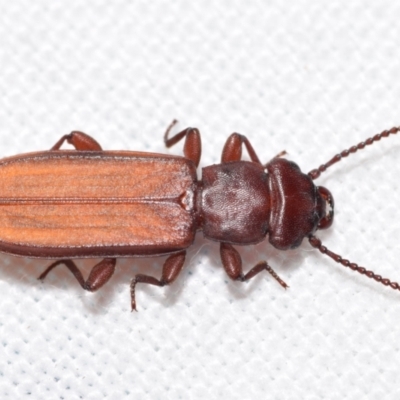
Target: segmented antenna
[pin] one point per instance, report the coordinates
(315, 173)
(315, 242)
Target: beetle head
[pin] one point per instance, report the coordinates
(325, 207)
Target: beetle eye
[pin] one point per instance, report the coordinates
(327, 209)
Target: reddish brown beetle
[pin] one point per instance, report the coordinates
(87, 202)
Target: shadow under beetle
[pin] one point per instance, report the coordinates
# # # #
- _Exercise description_
Please return every line of the records that contains the word "beetle".

- _Response to the exercise_
Target: beetle head
Target: beetle eye
Target: reddish brown beetle
Target: shadow under beetle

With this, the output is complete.